Referring expression grounding data
>>>
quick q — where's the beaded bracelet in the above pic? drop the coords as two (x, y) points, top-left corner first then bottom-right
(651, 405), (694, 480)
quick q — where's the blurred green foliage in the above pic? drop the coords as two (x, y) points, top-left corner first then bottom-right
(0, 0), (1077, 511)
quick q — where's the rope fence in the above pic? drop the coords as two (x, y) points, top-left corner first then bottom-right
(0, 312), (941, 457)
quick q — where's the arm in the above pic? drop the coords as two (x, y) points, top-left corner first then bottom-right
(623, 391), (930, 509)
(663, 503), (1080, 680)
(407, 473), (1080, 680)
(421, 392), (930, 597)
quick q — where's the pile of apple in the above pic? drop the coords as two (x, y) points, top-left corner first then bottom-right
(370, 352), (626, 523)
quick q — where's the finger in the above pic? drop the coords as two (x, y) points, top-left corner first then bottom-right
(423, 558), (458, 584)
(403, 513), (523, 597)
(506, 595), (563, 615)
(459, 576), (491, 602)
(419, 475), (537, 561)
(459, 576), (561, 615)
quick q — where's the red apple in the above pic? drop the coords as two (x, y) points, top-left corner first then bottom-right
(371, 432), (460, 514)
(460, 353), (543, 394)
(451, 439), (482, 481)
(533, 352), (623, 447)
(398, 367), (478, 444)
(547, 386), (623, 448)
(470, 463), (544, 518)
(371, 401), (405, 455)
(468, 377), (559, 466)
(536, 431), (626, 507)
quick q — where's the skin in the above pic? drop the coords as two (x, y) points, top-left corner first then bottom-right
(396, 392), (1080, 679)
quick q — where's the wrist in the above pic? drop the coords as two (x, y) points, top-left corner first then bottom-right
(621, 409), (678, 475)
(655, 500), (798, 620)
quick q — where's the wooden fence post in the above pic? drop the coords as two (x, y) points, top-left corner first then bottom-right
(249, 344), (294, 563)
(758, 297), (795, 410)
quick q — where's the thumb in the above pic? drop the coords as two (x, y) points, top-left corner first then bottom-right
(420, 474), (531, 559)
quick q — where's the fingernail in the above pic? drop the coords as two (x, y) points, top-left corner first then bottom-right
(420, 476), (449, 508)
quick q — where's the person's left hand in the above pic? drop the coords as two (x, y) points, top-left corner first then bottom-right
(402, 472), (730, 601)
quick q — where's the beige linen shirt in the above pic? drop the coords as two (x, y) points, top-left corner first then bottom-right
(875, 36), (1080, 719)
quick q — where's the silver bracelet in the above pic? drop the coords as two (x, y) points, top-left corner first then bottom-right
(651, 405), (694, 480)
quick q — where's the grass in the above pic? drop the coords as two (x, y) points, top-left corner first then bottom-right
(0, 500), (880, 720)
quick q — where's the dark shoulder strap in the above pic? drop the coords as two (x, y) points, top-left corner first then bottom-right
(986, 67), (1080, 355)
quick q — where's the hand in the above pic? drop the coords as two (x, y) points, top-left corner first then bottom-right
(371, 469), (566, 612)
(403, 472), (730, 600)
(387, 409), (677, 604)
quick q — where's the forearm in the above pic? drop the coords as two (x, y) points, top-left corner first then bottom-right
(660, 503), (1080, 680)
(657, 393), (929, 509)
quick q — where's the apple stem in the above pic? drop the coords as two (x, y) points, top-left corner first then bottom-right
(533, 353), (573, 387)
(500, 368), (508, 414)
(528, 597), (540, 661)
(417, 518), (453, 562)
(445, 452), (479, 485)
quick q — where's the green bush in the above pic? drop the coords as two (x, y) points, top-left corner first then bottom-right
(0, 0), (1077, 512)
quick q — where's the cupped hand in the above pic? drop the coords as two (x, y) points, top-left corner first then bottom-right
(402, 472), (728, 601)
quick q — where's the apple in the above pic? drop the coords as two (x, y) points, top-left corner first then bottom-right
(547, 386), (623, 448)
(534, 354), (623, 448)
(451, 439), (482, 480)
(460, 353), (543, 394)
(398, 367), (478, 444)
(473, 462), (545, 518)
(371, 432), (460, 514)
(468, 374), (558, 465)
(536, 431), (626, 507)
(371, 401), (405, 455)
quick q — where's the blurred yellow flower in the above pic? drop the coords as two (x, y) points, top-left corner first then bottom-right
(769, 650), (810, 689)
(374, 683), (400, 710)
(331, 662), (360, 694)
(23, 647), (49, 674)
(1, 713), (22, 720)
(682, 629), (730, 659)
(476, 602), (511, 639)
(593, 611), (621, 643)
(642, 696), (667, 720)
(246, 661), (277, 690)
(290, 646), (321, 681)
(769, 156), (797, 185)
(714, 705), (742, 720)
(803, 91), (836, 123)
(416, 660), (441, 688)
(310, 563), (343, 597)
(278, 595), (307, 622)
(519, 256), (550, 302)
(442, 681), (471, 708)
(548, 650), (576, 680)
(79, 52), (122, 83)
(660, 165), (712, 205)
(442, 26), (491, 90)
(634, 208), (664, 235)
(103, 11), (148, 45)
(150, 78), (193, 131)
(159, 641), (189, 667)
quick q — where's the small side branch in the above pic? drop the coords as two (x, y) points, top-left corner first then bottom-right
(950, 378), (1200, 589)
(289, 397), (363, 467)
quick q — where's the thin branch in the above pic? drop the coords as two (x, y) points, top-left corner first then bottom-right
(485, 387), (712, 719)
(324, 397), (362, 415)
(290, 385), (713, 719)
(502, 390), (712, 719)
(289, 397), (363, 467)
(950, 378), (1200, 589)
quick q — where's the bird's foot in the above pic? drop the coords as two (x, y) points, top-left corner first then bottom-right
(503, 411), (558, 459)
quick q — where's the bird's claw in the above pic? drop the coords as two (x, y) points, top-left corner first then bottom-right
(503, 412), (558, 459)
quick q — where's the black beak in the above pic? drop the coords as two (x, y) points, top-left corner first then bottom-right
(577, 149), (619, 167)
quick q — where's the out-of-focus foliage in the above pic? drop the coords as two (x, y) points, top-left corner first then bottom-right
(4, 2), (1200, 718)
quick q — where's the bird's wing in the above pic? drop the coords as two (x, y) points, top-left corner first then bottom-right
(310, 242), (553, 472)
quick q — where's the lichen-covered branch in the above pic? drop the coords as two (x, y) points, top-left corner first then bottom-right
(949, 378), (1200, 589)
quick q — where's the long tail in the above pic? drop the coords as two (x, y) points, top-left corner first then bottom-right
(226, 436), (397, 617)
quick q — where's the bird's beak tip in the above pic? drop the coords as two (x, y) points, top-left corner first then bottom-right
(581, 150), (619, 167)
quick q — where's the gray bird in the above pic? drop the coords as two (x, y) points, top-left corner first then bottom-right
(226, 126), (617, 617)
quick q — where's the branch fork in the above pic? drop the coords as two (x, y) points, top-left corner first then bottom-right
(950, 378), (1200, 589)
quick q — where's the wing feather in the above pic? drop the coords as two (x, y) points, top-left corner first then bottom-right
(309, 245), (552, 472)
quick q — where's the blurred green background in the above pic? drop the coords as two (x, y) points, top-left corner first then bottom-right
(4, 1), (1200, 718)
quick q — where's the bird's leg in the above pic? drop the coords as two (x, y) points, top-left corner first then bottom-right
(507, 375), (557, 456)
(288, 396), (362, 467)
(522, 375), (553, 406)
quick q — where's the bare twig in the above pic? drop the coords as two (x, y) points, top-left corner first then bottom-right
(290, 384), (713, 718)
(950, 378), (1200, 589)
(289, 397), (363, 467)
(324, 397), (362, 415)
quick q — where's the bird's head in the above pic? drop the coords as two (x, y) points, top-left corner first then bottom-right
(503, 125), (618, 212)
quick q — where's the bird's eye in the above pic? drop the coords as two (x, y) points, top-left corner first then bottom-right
<<<
▶ **Task description**: Each entry needs to be written out again, exactly as given.

▶ **Written answer**:
quick q — where's the beaded bracelet in the above pic? drop the coords as two (x, y) points, top-left corner first then bottom-right
(651, 405), (694, 480)
quick q — where's the blurred green foliage in the above pic? drop the coords as two (x, y) points, top-left corner first then bottom-right
(0, 0), (1077, 511)
quick q — where's the rope fence in the above pic? drop the coords as two (x, y) points, top-left corner first then bottom-right
(0, 312), (941, 457)
quick q — where's the arm in the above pic? drop the coords as two (x, y) points, top-left corner first then bottom-right
(623, 391), (930, 509)
(663, 503), (1080, 680)
(407, 473), (1080, 680)
(421, 392), (930, 597)
quick q — where's the pile of apple in the above pic? drop the coords as two (x, y) points, top-left corner first then bottom-right
(370, 352), (626, 523)
quick q — where's the finger in the above pic? drop the coords as two (x, y) points, top-left corner first then bottom-right
(423, 558), (458, 584)
(403, 513), (523, 597)
(506, 595), (563, 615)
(459, 576), (491, 602)
(419, 475), (537, 561)
(459, 576), (561, 615)
quick q — where's the red apple in the above pic? drop the coords as two (x, y) points, top-left corner first then bottom-right
(371, 432), (460, 514)
(460, 353), (543, 394)
(451, 439), (482, 481)
(533, 352), (623, 447)
(398, 367), (478, 444)
(547, 386), (623, 448)
(470, 463), (544, 518)
(371, 401), (405, 455)
(468, 377), (559, 466)
(536, 431), (626, 507)
quick q — where's the skin in the above pic? drop the coords as two (x, y) points, top-left corner first then bottom-right
(396, 392), (1080, 679)
quick q — where's the wrist in the above pic? drop the coords as two (x, y) points, top-left corner first then bottom-right
(621, 409), (678, 475)
(655, 500), (798, 620)
quick q — where's the wooden fence post in the above pic? drop the coords as two (x, y) points, top-left corner first then bottom-right
(249, 344), (294, 563)
(758, 297), (795, 410)
quick q — where's the thumb in the above pic? drop the coords as two (x, y) points, top-left corner first then bottom-right
(420, 474), (531, 559)
quick q — where's the fingernail in the above pic? drop the coords as two (x, y) points, top-left corner first then bottom-right
(420, 476), (449, 508)
quick q — where's the person's left hand in the above pic? drop the coords as two (x, y) points, top-left corner first then bottom-right
(402, 472), (730, 601)
quick q — where's the beige linen shirt in the above pic? drop the coords as two (x, y) points, top-left corner first then bottom-right
(875, 36), (1080, 719)
quick q — where's the silver bracelet in the above pic? drop the coords as two (x, y) points, top-left corner first then bottom-right
(651, 405), (694, 480)
quick q — where's the grass in the above pic? drop the coords as two (x, y) points, top-left corner first then bottom-right
(0, 500), (880, 720)
quick q — where's the dark shoulder strap in the above pic? drop the coords as two (x, y) points, top-left corner first then bottom-right
(986, 67), (1080, 355)
quick q — where's the hand in the above pic? drop the coords as two (x, y) points, top-left corner first then bottom-right
(371, 469), (566, 612)
(403, 472), (730, 600)
(387, 409), (677, 604)
quick q — where's the forearm in the above pic? drop the coords as two (x, y) points, top-left corner first then bottom-right
(660, 503), (1080, 680)
(657, 393), (929, 509)
quick q — where's the apple stem in the above pic? drop the coords as two (x, y) points, top-left corner first then bottom-right
(533, 353), (573, 387)
(500, 368), (508, 414)
(528, 597), (540, 661)
(417, 518), (453, 562)
(445, 452), (479, 485)
quick q — where's the green bush in the above pic? drop the coords as two (x, y) points, top-left corner first then bottom-right
(0, 0), (1077, 512)
quick q — where's the cupped hand in the above pic? drop the coords as two (x, y) points, top-left corner first then bottom-right
(402, 472), (728, 601)
quick q — where's the apple in the above pic? drop the coords as two (x, y) points, top-left corner first then bottom-right
(547, 386), (623, 448)
(534, 354), (623, 448)
(451, 439), (482, 480)
(460, 353), (543, 394)
(398, 367), (478, 444)
(473, 462), (545, 518)
(371, 432), (460, 514)
(468, 374), (558, 465)
(536, 431), (626, 507)
(371, 401), (405, 455)
quick q — where's the blurred yellow flower in the above pic? drop the coords as two (x, y) points, top-left corner first then bottom-right
(769, 650), (810, 689)
(374, 683), (400, 710)
(331, 662), (360, 694)
(23, 647), (49, 674)
(1, 713), (22, 720)
(682, 629), (730, 659)
(476, 602), (511, 639)
(593, 611), (621, 643)
(642, 696), (667, 720)
(246, 661), (277, 690)
(290, 646), (321, 681)
(769, 156), (797, 185)
(714, 705), (742, 720)
(803, 91), (836, 123)
(416, 660), (441, 688)
(310, 563), (343, 597)
(278, 595), (307, 622)
(519, 256), (550, 302)
(442, 681), (471, 708)
(548, 650), (576, 680)
(79, 52), (122, 83)
(660, 165), (712, 205)
(442, 26), (491, 90)
(634, 208), (664, 235)
(103, 11), (148, 45)
(150, 78), (193, 131)
(159, 641), (189, 667)
quick q — where's the small side branch in the above pic? drop the coords as two (x, y) points, top-left corner first then bottom-right
(950, 378), (1200, 589)
(289, 397), (363, 467)
quick q — where's the thin branch in the above pic? drop the coords as two (x, y) points, top-left corner first then bottom-right
(485, 387), (712, 719)
(324, 397), (362, 415)
(290, 385), (713, 719)
(502, 390), (712, 719)
(289, 397), (363, 467)
(950, 378), (1200, 589)
quick q — where's the bird's foot in the above pic? drop the coords as two (x, y) points, top-left corner first then bottom-right
(503, 411), (558, 459)
quick q — where's the bird's claw in the above pic? drop the coords as two (x, y) points, top-left corner first then bottom-right
(503, 412), (558, 459)
quick q — where's the black beak in the above pic? drop the coords as two (x, y) points, top-left corner first then bottom-right
(577, 149), (619, 167)
quick q — where's the out-of-focus foliage in the above pic? drop the coords as two (x, y) points, top-left corner first then bottom-right
(4, 2), (1200, 718)
quick q — where's the bird's wing in the above pic? drop the coords as two (x, y) points, top-left corner first then bottom-right
(310, 242), (553, 472)
quick q — where's the lichen-covered branch in the above pic? drop the coords as two (x, y) points, top-left corner first then bottom-right
(949, 378), (1200, 589)
quick q — where's the long tail in the above pic? drop the coords as two (x, y) points, top-left corner first then bottom-right
(226, 436), (397, 617)
quick q — where's the bird's beak tip in the above pic? drop the coords as two (x, y) points, top-left corner first then bottom-right
(581, 150), (619, 167)
quick q — where's the gray bird in the above pic? drop the coords as two (x, y) points, top-left corner first then bottom-right
(226, 126), (617, 617)
quick q — where's the branch fork in the above pic? drop the coords as two (x, y) points, top-left corner first then bottom-right
(950, 378), (1200, 589)
quick q — where's the wing feather in the above pic? drop the coords as two (x, y) points, top-left corner first then bottom-right
(309, 245), (552, 472)
quick q — where's the blurred green background in the above pic? drop the coords as two (x, y) points, top-left corner first then bottom-right
(4, 1), (1200, 718)
quick q — where's the bird's leg in the above pic? drop the coords as two (x, y) points, top-left corner first then bottom-right
(507, 375), (557, 456)
(288, 396), (362, 467)
(522, 375), (553, 406)
quick q — where's the bare twig in the above pic? drop the coords as two (x, y) points, top-left corner first then bottom-right
(290, 384), (713, 718)
(950, 378), (1200, 589)
(289, 397), (363, 467)
(324, 397), (362, 415)
quick q — where's the bird's head in the above pic? drop the coords as two (x, y) points, top-left corner first then bottom-right
(503, 125), (618, 212)
quick q — where's the bird's eye in the above pic? drop the coords as two (x, y) points, top-left corner first then bottom-right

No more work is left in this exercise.